> **Problem details**:
Copy the following lines word for word, without changing anything.

————

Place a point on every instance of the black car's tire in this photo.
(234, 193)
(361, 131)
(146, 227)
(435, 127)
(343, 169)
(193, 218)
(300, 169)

————

> **Response for this exercise**:
Place a point on every instance of the black car's tire in this photo.
(234, 193)
(361, 131)
(146, 227)
(435, 127)
(343, 169)
(193, 218)
(300, 169)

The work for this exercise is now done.